▸ TO DO
A – What diglyceride and triglyceride percentages make up oil and/or fat preparation B in the glyceride preparation text?
B – Write the next part of the glyceride preparation text, starting after its last sentence.
[begin DOCUMENT TEXT]
Capric acid and glycerol were mixed at a molar ratio of 2:1 in the presence of a catalyst, that is, a commercial lipase preparation of immobilized 1,3-position-selective lipase (Lipoyme 3A™ provided by Novo Industry A.S.), and the mixture was reacted at 40° C. under reduced pressure. The lipase preparation was filtered out, and the final product was subjected to molecular distillation and purified for discoloration, deodorization etc. to give an oil and/or fat consisting of 85% diglyceride and 15% triglyceride (oil and/or fat preparation A).

Rapeseed oil-decomposed aliphatic acids were used and treated in the same manner as above to give an oil and/or fat consisting of 86% diglyceride and 14% triglyceride (oil and/or fat preparation B).

In addition, 1 mole of capric acid was added to 1 mole of oleic acid monoglyceride (O-95R provided by Kao Corporation) and was reacted at 60° C. under reduced pressure in the presence of the above lipase preparation as the catalyst. After the lipase preparation was filtered out, the final reaction product was subjected to molecular distillation, and the monoglyceride, aliphatic acid, capric acid-capric acid diglyceride components were removed as much as possible and then purified for discoloration and deodorization to give a fat consisting of 80.9% diglyceride (0.5% capric acid-capric acid diglyceride, 50% capric acid-oleic acid diglyceride, and 30% oleic acid-oleic acid diglyceride) and 19.1% triglyceride (oil and/or fat preparation C).

Further, capric acid, palmitic acid and glycerol were mixed at a molar ratio of 1:1:1 and reacted at 60° C. under reduced pressure in the presence of the above lipase preparation as the catalyst. After the lipase preparation was filtered out, the final reaction product was subjected to molecular distillation, and the monoglyceride, aliphatic acid, capric acid-capric acid diglyceride components were removed as much as possible and purified for discoloration and deodorization to give a fat consisting of 80.8% diglyceride (0.5% capric acid-capric acid diglyceride, 51% capric acid-palmitic acid diglyceride, and 29% palmitic acid-palmitic acid diglyceride) and 19.2% triglyceride (oil and/or fat preparation D).
[end DOCUMENT TEXT]
[begin PROVIDED MATERIAL]
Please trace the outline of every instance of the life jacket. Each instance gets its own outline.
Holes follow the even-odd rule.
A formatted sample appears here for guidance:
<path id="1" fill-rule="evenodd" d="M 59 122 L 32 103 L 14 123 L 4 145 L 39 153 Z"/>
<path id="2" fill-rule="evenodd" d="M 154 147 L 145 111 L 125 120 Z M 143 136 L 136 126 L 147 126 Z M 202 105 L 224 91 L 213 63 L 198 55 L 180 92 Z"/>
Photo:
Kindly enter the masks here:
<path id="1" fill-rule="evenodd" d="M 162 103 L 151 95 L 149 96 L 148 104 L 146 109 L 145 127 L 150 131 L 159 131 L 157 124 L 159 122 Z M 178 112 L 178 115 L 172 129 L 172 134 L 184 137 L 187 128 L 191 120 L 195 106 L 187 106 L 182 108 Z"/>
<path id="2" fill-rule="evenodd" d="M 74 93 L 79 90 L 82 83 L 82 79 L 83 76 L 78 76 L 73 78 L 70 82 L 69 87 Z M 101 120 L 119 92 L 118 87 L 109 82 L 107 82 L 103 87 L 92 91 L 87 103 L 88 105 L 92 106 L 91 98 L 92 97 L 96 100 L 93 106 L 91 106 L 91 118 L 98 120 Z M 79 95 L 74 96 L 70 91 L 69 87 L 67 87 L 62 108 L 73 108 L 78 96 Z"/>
[end PROVIDED MATERIAL]
▸ RESPONSES FOR EACH TASK
A – 86% diglyceride and 14% triglyceride.

B –
Further, capric acid, caproic acid and glycerol were mixed at a molar ratio of 1:1:1 and reacted at 60° C. under reduced pressure in the presence of the above lipase preparation as the catalyst. After the lipase preparation was filtered out, the final reaction product was subjected to molecular distillation and purified for discoloration and deodorization to give an oil and/or-fat consisting of 1.1% monoglyceride, 84.6% diglyceride (26.5% capric acid-capric acid diglyceride, 42.3% capric acid-caproic acid diglyceride, and 15.8% caproic acid-caproic acid diglyceride) and 14.3% triglyceride (oil and/or fat preparation E).

The glyceride composition and aliphatic acid composition in each oil and/or fat were analyzed in the following manner.

Measurement of Glyceride Composition Distribution

After the oil and/or fat was silylated with a silylating agent (silylating agent TH provided by Kanto Kagaku Co., Ltd.). It was analyzed by gas chromatography with a hydrogen ion flame detector, equipped with a capillary column (e.g. DBTM-1, J&W Co., Ltd.), and the glyceride composition distribution in the oil and/or fat was determined from the retention time and peak area ratio in the obtained chart.

Measurement of Aliphatic Acid Composition

Analyzed by gas chromatography according to a method in “2.4.20.2-77 Process for Preparing Fatty Acid Methyl Esters” and “2.4.21.2-73 Composition of Aliphatic Acids” in “Standard Methods for the Analysis of Fats, Oil and Related Materials, compiled by Japan Oil Chemists' Society”. The distribution of aliphatic acids was determined from the retention time and peak area ratio in the obtained chart.

The oil and/or fat compositions used are shown in Table 1.

Example 1

Oil and/or fat preparations A, B, C and D to which 600 ppm tocopherol was added were examined for their oxidation stability and solubilization in the mouth. Oxidation stability was examined at 120° C. according to “2.4.28 Stability Test toward Autoxidation, 2.4.28.2-93 CDM Test” in “Standard Test Methods for Oil and Fat Analysis, compiled by Japan Oil Chemical Association”. The results are shown in Table 2.

From the results described above, the oil and/or fat preparation A was more excellent in oxidation stability than the oil and/or fat preparations B and C. Further, its dissolution in the mouth is excellent, so it was found that the oil and/or fat preparation A is a general-purpose oil and/or fat being easily applicable to a wide variety of foods.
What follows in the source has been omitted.